### Aim of the task
Reproduce every record below line for line, with each line unchanged.

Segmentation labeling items
%%
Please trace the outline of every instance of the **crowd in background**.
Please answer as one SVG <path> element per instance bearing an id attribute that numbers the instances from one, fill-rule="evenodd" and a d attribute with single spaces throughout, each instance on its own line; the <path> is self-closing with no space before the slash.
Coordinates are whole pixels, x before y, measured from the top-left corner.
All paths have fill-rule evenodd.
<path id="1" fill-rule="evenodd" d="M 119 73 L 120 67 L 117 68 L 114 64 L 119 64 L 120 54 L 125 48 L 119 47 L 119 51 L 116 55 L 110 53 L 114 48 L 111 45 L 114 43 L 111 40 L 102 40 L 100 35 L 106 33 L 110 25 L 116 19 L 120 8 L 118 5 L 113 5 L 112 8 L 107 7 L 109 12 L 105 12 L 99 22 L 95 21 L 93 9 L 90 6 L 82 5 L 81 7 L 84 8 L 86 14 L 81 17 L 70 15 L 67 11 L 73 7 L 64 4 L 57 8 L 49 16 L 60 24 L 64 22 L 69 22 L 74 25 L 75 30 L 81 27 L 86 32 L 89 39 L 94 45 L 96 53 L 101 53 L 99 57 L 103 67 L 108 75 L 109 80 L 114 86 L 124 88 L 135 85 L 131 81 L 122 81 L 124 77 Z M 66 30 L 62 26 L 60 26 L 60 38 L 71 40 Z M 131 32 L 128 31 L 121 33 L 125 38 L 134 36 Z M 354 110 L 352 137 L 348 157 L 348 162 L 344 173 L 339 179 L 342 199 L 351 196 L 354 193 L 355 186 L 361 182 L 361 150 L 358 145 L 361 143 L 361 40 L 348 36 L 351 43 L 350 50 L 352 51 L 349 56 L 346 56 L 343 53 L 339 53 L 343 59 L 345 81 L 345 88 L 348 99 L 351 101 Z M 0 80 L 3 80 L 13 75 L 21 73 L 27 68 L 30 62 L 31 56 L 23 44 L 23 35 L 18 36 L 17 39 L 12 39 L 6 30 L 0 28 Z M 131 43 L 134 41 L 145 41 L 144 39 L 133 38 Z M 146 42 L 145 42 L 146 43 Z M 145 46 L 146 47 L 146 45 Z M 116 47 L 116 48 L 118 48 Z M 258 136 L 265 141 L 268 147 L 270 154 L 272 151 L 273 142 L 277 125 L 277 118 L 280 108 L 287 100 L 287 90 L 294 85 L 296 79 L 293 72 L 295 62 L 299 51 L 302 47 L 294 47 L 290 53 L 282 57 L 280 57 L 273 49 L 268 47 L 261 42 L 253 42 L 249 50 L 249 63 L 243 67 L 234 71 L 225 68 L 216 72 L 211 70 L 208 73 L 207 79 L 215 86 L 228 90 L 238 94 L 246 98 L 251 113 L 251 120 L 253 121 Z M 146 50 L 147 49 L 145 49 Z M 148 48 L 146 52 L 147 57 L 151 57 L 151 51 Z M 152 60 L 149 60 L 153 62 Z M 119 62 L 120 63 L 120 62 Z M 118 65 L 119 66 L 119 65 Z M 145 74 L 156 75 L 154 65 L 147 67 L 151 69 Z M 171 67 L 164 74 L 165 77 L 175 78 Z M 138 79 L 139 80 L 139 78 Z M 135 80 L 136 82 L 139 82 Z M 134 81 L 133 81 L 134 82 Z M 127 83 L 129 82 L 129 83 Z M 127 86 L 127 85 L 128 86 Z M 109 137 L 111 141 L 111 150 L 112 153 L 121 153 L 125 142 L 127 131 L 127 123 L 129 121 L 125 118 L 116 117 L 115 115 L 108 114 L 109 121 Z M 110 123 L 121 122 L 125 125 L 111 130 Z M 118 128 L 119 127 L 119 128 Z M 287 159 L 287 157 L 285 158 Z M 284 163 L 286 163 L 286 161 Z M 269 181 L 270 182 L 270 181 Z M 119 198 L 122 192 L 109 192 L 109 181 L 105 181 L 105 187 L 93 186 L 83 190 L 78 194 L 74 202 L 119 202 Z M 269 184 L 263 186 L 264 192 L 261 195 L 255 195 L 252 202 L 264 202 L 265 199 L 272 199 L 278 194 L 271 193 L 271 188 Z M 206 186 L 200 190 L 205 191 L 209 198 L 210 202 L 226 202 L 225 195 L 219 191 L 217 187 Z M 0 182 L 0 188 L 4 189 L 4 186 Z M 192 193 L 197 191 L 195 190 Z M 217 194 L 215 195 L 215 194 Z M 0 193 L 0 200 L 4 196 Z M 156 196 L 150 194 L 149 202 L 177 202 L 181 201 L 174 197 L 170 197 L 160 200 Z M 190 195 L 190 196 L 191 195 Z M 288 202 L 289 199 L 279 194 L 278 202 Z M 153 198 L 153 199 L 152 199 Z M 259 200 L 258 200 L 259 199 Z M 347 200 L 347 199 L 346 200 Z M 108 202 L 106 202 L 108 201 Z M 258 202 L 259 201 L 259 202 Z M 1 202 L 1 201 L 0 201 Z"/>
%%
### Task response
Please trace the outline of every instance of the **crowd in background**.
Please answer as one SVG <path> element per instance bearing an id attribute that numbers the instances from one, fill-rule="evenodd" and a d attribute with single spaces throughout, each instance on its own line; the <path> is self-closing with no space before the slash.
Coordinates are whole pixels, x before y, measured from the top-left corner.
All paths have fill-rule evenodd.
<path id="1" fill-rule="evenodd" d="M 119 73 L 120 67 L 117 68 L 114 64 L 119 64 L 120 54 L 125 48 L 119 47 L 119 51 L 116 55 L 110 53 L 114 48 L 111 45 L 114 43 L 111 40 L 102 40 L 100 35 L 106 33 L 110 25 L 116 19 L 120 8 L 118 5 L 113 5 L 112 8 L 107 7 L 109 12 L 105 12 L 99 22 L 95 21 L 93 9 L 90 6 L 82 5 L 81 7 L 84 8 L 86 14 L 81 17 L 70 15 L 67 11 L 73 7 L 64 4 L 57 8 L 49 16 L 60 24 L 64 22 L 69 22 L 74 25 L 75 30 L 81 27 L 86 32 L 89 39 L 94 45 L 96 53 L 101 53 L 99 57 L 103 67 L 108 75 L 109 80 L 114 86 L 124 88 L 135 85 L 131 81 L 122 81 L 124 77 Z M 66 30 L 62 26 L 60 26 L 60 38 L 71 40 Z M 131 32 L 128 31 L 121 33 L 125 38 L 134 36 Z M 354 110 L 352 137 L 348 157 L 348 162 L 344 173 L 339 179 L 342 199 L 351 196 L 354 193 L 355 186 L 361 182 L 361 150 L 358 145 L 361 143 L 361 40 L 348 36 L 351 43 L 350 50 L 352 51 L 349 56 L 346 56 L 343 53 L 339 53 L 343 59 L 345 81 L 345 88 L 348 99 L 351 101 Z M 0 80 L 3 80 L 13 75 L 21 73 L 27 68 L 30 62 L 31 56 L 23 44 L 23 35 L 18 36 L 17 39 L 12 39 L 6 30 L 0 28 Z M 131 43 L 134 41 L 145 41 L 144 39 L 133 38 Z M 146 42 L 145 42 L 146 43 Z M 145 46 L 146 47 L 146 45 Z M 116 47 L 116 48 L 118 48 Z M 258 136 L 265 141 L 268 147 L 270 154 L 272 151 L 273 142 L 277 125 L 277 118 L 280 108 L 287 100 L 287 90 L 294 85 L 296 79 L 293 72 L 295 62 L 299 51 L 302 47 L 294 47 L 290 53 L 282 57 L 280 57 L 273 49 L 268 47 L 261 42 L 253 42 L 249 50 L 249 63 L 243 67 L 234 71 L 225 68 L 216 72 L 211 70 L 208 73 L 207 79 L 215 86 L 228 90 L 238 94 L 246 98 L 251 113 L 251 120 L 253 121 Z M 146 50 L 147 49 L 145 49 Z M 148 48 L 146 52 L 147 57 L 151 57 L 151 51 Z M 152 60 L 149 60 L 153 62 Z M 119 62 L 120 63 L 120 62 Z M 118 65 L 119 66 L 119 65 Z M 145 74 L 156 75 L 154 65 L 147 67 L 151 69 Z M 171 67 L 164 74 L 165 77 L 175 78 Z M 138 79 L 139 80 L 139 78 Z M 135 80 L 136 82 L 139 82 Z M 134 81 L 133 81 L 134 82 Z M 127 83 L 129 82 L 129 83 Z M 127 86 L 127 85 L 128 86 Z M 109 137 L 111 141 L 111 150 L 112 153 L 121 153 L 125 142 L 127 131 L 127 123 L 129 121 L 125 118 L 116 117 L 115 115 L 108 114 L 109 121 Z M 110 123 L 121 122 L 125 125 L 111 130 Z M 118 128 L 119 127 L 119 128 Z M 287 159 L 287 157 L 285 158 Z M 284 163 L 286 163 L 286 161 Z M 269 181 L 270 182 L 270 181 Z M 119 198 L 122 192 L 109 192 L 109 181 L 105 181 L 105 187 L 93 186 L 83 190 L 78 194 L 74 202 L 119 202 Z M 269 184 L 263 186 L 264 192 L 261 195 L 255 195 L 252 202 L 264 202 L 265 199 L 272 199 L 278 194 L 271 193 L 271 188 Z M 206 186 L 200 190 L 205 191 L 209 198 L 210 202 L 226 202 L 225 195 L 219 191 L 217 187 Z M 0 182 L 0 188 L 4 189 L 4 186 Z M 192 193 L 197 191 L 195 190 Z M 217 194 L 215 195 L 215 194 Z M 0 193 L 0 200 L 4 196 Z M 156 196 L 150 194 L 149 202 L 177 202 L 181 201 L 174 197 L 170 197 L 160 200 Z M 190 195 L 190 196 L 191 195 Z M 288 202 L 289 199 L 279 194 L 278 202 Z M 153 198 L 153 199 L 152 199 Z M 259 200 L 258 200 L 259 199 Z M 347 200 L 347 199 L 346 200 Z M 108 202 L 106 202 L 108 201 Z M 258 202 L 259 201 L 259 202 Z M 1 202 L 1 201 L 0 201 Z"/>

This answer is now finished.